**TEXT SECTION**

Six studies – four published since Christmas Eve – have found that Omicron does not damage people’s lungs as much as Delta and other previous variants of Covid. The studies have yet to be peer-reviewed by other scientists.

Deenan Pillay, professor of virology at University College London, told The Guardian : “The result of all the mutations that make Omicron different from previous variants is that it may have altered its ability to infect different sorts of cells.

“In essence it looks to be more able to infect the upper respiratory tract – cells in the throat. So it would multiply in cells there more readily than in cells deep in the lung. This is really preliminary but the studies point in the same direction.”

Masks back in English classrooms

Masks are returning to classrooms in England and plans are being drawn up for possible absence levels of up to a quarter of public sector workers as Omicron continues to spread across the country.

The Welsh Government announced in November that all staff and learners in secondary schools, colleges, and universities should now wear face coverings indoors where physical distancing cannot be maintained. Details of that announcement are here while the latest updated guidance for schools in Wales is here.

The move in England comes after a health boss warned the “next few days are crucial” in the fight to reduce the impact of the highly-transmissible coronavirus variant as NHS staff work “flat out”.

England’s education secretary Nadhim Zahawi acknowledged the variant “presents challenges” but said the UK Government was taking steps to “bolster our support for schools” in an effort to minimise disruption when students return to their desks after the Christmas break.

(Data excerpts)
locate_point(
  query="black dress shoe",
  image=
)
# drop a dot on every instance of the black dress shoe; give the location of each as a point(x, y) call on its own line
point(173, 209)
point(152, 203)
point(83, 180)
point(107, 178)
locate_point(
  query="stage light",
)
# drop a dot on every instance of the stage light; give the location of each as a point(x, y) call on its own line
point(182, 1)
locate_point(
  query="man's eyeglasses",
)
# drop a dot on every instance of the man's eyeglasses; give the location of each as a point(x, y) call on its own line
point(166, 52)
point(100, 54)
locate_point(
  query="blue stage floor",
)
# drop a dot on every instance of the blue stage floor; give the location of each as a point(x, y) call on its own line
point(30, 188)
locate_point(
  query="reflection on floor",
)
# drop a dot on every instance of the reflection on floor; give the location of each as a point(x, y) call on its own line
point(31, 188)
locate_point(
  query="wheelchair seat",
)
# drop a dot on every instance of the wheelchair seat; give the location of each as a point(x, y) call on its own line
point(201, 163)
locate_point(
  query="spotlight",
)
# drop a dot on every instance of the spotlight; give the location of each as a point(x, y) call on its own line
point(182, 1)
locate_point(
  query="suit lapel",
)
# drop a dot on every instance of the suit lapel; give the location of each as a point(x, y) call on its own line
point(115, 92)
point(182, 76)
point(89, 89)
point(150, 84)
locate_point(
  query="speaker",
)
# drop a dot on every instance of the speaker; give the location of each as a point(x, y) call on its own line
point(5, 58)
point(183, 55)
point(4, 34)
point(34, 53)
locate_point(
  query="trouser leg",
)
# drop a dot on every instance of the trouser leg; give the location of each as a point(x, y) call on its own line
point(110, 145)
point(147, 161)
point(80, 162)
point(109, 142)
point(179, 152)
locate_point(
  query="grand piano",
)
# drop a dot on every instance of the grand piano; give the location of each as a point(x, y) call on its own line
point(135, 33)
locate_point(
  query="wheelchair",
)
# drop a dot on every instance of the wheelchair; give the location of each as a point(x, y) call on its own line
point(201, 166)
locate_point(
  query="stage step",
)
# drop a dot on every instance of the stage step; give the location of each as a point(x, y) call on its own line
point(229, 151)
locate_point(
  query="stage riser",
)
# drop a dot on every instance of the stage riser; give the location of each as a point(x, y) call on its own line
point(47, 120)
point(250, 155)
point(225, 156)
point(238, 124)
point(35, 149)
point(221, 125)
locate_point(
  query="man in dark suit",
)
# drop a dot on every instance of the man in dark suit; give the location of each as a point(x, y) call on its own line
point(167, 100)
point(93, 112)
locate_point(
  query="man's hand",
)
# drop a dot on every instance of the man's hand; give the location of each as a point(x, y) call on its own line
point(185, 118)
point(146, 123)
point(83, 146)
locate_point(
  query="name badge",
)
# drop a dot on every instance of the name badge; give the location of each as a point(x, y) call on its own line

**WORK ITEM A**
Print the part of the Omicron article starting at "Masks back in" and ending at "Wales is here.".
**WORK ITEM B**
In the Omicron article, which kinds of institutions did the Welsh Government say staff and learners should wear face coverings in indoors?
**WORK ITEM C**
According to the Omicron article, how many of the six studies were published since Christmas Eve?

**RESPONSE A**
Masks back in English classrooms

Masks are returning to classrooms in England and plans are being drawn up for possible absence levels of up to a quarter of public sector workers as Omicron continues to spread across the country.

The Welsh Government announced in November that all staff and learners in secondary schools, colleges, and universities should now wear face coverings indoors where physical distancing cannot be maintained. Details of that announcement are here while the latest updated guidance for schools in Wales is here.

**RESPONSE B**
Secondary schools, colleges, and universities

**RESPONSE C**
Four